■ **EXCERPT PROVIDED**:
◇ ◇ ◇ ◇ ◇ ◇ ◇

Maggie Mayberry, presenting Wiseburn Unified's priority updates on Oct. 23, told the board the district's CAASPP results show "we are at 63% proficient" in English language arts and 49% in mathematics, with mixed trends by grade and site.
Mayberry said the district moved to I-Ready as a benchmark and that the start-of-year diagnostic had a 97.8% completion rate across tested students. "We did achieve our priority of having 90 we had actually 97.8 percent completion in this," she said. In that beginning-of-year I-Ready snapshot, she reported that 40% of students districtwide were at or above grade level in English language arts, 33% were in a tier 2 band, and 27% were two or more grade levels behind. In mathematics, the district started with 27% at or above grade level and 47% in tier 2.
The presentation highlighted subgroup performance and English-language-learner (EL) outcomes. Mayberry said the district had 159 English learners last year and 125 this year after a reclassification rate she described as "well over 32 percent." She added that "31 percent of our students that took that summative ELPAC actually qualify for this from the state to reclassify." Mayberry and board members noted oral-language scores were stronger than written-language scores on the ELPAC, and the district is planning targeted work on academic language and writing strategies.
Mayberry pointed to bright spots by site and subgroup: Del Aire showed a notable math improvement (reported as rise from 42% to 57% proficiency at one point), and the district saw gains for students with disabilities in ELA and for some racial/ethnic subgroups in math and science. She cautioned that some percentage changes represent small cohorts and may not be statistically meaningful in isolation.
Board members and staff discussed middle-school math declines and next steps. The presentation cited the addition of a math coach (Ms. Compton) and a planned middle-school textbook adoption to address curriculum and coherence. Mayberry said the math coach's work at the elementary level contributed to gains and that the district is starting similar work at the middle school.
On professional development and curriculum: Mayberry said almost all TK-5 teachers have completed structured-literacy training (with only eight teachers outstanding at the time of the meeting) and that the district expects TK-5 staff to be fully trained by Dec. 7. Middle-school rollout is being planned.
Board members asked for clear mid-year growth targets tied to I-Ready diagnostics. Mayberry said the district's goals in LCAP include moving 10% of students from tier 2 to tier 1 and 10% from tier 3 to tier 2 at each diagnostic point.
Ending: Board members praised teachers and coaches for classroom work and asked staff to return with midyear I-Ready diagnostics, dashboard views, and more disaggregated progress measures to track whether classroom-level changes translate into sustained cohort growth.

◇ ◇ ◇ ◇ ◇ ◇ ◇

■ **SOURCE DATA**:
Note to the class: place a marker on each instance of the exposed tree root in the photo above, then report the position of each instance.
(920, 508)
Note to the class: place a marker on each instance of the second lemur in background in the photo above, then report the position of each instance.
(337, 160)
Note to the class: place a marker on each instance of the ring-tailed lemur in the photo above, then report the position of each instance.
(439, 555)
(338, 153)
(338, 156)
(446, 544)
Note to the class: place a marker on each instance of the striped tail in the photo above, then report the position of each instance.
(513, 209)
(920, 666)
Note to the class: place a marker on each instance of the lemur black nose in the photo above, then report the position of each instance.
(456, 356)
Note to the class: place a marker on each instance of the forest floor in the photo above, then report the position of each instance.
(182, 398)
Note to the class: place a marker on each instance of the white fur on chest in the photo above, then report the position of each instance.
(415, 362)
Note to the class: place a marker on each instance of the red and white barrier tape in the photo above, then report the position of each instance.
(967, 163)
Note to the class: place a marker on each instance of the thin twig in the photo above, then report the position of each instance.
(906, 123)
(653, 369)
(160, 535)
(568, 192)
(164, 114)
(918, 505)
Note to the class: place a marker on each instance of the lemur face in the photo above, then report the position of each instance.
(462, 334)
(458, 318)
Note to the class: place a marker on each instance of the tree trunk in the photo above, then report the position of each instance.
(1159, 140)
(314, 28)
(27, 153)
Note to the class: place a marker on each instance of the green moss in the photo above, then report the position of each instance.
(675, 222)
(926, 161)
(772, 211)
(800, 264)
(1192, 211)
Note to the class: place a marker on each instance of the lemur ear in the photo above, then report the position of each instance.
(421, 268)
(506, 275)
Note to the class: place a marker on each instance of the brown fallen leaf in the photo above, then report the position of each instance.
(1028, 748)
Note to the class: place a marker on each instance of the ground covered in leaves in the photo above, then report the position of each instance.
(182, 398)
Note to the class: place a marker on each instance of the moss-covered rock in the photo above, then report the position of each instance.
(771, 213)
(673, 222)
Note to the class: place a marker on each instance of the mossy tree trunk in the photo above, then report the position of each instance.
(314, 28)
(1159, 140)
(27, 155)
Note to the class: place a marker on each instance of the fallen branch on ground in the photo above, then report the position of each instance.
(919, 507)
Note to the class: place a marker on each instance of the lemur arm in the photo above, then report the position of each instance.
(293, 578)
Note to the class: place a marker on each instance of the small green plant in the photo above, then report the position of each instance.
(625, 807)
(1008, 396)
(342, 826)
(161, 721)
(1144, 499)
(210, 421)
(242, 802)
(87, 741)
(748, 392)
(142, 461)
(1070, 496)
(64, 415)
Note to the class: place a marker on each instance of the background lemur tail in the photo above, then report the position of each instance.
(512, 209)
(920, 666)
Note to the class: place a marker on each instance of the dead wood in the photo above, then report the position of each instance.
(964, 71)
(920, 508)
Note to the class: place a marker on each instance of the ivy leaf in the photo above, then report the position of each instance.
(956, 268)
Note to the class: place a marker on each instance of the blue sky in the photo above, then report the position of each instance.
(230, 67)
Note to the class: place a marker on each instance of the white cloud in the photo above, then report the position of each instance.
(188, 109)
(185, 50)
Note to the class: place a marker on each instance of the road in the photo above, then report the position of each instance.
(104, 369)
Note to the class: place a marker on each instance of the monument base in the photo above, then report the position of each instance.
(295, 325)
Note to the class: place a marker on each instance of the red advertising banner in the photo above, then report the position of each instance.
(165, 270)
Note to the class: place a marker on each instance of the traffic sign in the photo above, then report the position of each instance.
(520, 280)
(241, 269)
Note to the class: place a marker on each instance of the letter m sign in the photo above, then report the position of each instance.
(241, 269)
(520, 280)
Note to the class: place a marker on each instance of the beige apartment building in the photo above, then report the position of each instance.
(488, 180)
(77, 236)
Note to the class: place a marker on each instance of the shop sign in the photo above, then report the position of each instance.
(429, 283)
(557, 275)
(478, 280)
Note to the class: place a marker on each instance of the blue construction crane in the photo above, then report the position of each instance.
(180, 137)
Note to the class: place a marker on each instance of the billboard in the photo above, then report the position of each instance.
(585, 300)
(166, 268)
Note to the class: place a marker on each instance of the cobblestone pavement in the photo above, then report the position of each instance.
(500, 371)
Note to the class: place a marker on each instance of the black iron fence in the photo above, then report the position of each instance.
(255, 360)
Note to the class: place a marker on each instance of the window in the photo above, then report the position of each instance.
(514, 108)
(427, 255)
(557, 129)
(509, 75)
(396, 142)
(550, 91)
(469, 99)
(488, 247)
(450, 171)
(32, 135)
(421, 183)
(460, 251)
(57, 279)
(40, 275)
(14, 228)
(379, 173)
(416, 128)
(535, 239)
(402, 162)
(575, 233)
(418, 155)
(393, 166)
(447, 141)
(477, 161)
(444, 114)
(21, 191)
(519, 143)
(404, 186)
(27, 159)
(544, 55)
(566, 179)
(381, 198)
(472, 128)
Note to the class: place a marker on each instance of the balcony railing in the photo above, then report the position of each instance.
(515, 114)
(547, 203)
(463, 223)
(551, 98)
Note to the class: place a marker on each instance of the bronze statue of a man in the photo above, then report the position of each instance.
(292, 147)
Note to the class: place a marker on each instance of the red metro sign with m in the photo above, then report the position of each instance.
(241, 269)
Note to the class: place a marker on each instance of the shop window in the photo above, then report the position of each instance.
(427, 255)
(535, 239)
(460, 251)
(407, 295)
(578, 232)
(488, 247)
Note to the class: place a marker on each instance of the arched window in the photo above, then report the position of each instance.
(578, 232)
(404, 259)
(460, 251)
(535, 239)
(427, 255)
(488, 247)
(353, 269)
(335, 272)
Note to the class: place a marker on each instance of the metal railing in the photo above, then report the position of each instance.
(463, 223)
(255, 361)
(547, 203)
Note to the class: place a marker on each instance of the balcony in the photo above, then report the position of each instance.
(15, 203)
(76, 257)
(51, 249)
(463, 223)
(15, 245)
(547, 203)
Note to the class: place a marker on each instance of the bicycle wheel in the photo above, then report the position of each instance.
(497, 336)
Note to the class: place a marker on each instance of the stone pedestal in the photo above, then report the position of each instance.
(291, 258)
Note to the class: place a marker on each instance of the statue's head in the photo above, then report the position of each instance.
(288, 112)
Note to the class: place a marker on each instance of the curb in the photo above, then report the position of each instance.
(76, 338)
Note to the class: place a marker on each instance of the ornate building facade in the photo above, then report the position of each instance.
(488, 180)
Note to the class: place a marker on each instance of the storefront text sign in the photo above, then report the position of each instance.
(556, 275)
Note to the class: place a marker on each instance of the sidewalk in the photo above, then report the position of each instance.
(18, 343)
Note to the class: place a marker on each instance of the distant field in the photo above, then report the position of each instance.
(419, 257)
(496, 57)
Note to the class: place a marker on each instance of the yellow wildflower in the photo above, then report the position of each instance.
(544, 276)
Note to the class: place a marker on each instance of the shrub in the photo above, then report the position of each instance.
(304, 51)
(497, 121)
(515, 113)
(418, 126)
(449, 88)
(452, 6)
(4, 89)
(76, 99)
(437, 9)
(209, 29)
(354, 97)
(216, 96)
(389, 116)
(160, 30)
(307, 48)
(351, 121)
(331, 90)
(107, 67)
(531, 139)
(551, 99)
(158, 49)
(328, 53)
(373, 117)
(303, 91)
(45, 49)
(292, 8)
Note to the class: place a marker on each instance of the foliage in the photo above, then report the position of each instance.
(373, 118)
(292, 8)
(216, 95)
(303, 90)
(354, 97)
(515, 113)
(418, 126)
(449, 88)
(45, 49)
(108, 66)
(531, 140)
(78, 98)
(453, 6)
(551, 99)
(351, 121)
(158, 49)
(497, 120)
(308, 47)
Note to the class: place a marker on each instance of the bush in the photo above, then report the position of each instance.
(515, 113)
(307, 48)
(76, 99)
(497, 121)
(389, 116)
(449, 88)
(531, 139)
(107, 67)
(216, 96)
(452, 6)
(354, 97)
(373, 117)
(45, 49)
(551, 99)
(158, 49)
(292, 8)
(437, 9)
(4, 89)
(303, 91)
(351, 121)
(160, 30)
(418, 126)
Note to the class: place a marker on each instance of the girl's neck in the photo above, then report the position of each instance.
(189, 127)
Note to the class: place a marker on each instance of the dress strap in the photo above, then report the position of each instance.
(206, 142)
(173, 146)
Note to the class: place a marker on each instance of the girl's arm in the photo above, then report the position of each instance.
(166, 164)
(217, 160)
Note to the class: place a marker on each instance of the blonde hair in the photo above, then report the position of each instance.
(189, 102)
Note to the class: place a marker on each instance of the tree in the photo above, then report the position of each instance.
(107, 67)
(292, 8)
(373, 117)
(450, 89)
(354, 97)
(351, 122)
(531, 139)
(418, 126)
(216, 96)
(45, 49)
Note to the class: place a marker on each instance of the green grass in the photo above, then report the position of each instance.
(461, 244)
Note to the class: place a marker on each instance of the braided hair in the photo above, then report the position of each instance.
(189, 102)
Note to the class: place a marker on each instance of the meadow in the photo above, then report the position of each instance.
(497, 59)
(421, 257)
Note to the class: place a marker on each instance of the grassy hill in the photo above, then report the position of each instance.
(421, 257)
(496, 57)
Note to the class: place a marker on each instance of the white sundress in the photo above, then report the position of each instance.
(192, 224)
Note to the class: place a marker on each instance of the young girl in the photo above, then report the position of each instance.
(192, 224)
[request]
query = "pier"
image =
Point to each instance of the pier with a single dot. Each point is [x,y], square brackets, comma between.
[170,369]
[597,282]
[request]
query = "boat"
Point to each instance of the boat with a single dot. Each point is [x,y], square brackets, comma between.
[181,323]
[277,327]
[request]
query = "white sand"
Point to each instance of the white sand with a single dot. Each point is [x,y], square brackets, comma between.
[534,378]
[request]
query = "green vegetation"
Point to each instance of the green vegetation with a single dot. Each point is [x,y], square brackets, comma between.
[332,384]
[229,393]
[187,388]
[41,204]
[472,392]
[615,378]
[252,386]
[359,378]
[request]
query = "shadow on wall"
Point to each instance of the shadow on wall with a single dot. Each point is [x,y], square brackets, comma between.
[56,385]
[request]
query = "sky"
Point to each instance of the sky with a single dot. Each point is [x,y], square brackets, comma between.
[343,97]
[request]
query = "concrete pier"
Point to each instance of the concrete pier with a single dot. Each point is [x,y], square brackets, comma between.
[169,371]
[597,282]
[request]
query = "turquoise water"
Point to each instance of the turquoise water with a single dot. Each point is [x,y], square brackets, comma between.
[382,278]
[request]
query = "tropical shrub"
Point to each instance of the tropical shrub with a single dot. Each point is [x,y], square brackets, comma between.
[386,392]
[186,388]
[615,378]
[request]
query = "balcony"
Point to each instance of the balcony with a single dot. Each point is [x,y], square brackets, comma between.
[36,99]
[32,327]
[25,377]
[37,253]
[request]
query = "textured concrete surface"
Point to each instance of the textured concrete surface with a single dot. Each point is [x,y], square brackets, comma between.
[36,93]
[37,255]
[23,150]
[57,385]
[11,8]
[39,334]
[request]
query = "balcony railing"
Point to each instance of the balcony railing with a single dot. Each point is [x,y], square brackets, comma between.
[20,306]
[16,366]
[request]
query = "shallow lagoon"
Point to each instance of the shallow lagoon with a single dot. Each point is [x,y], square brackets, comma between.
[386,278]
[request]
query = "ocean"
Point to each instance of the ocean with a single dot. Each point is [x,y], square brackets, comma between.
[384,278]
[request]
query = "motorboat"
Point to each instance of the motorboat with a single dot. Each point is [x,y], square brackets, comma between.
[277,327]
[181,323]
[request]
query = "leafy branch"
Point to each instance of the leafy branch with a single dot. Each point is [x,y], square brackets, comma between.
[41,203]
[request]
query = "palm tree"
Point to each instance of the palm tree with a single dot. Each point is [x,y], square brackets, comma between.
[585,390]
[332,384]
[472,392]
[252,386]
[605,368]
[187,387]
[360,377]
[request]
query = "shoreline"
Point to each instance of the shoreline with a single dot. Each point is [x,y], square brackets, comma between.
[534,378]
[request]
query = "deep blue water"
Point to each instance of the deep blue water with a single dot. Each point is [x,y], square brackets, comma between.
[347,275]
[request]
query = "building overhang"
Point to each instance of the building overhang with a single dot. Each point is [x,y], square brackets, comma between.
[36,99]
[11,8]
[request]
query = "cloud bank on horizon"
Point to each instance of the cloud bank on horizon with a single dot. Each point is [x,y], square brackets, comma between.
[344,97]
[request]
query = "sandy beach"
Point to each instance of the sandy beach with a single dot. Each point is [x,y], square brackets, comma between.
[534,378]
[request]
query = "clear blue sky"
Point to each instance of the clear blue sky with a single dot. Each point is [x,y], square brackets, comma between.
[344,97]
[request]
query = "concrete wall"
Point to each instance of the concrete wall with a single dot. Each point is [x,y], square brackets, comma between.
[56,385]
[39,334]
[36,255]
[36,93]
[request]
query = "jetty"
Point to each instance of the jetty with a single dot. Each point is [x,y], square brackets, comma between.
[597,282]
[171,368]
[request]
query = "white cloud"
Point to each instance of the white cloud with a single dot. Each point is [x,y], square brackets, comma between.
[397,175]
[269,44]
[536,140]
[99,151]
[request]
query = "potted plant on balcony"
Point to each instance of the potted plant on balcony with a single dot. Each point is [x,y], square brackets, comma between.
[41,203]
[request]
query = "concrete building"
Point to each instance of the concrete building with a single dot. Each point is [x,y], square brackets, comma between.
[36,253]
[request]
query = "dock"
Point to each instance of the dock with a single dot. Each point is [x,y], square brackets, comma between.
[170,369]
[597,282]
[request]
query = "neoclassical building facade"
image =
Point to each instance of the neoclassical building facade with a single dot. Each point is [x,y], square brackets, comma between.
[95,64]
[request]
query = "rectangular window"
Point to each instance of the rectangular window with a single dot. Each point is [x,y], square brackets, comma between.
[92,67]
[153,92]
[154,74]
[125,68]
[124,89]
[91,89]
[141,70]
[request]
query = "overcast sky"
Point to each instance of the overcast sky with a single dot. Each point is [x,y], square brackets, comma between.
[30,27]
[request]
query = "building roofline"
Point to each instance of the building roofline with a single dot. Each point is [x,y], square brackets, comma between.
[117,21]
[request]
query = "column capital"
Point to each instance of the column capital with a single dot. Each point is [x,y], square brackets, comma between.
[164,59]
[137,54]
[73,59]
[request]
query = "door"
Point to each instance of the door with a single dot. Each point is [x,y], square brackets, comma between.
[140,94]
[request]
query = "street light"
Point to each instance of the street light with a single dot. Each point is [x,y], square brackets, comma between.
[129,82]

◇ ◇ ◇ ◇ ◇ ◇ ◇

■ **EXERCISES**:
[1] In the report on Wiseburn Unified's Oct. 23 board presentation, why did Mayberry caution against reading too much into some of the percentage changes among sites and subgroups? Answer in one to three sentences.
[2] From the report on Wiseburn Unified's Oct. 23 board presentation, reproduce verbatim everything from "Mayberry pointed to" down to "meaningful in isolation.".

■ **ANSWERS PROVIDED**:
[1] Mayberry cautioned that some of the percentage changes represent small cohorts of students. For that reason, those changes may not be statistically meaningful when viewed in isolation.

[2]
Mayberry pointed to bright spots by site and subgroup: Del Aire showed a notable math improvement (reported as rise from 42% to 57% proficiency at one point), and the district saw gains for students with disabilities in ELA and for some racial/ethnic subgroups in math and science. She cautioned that some percentage changes represent small cohorts and may not be statistically meaningful in isolation.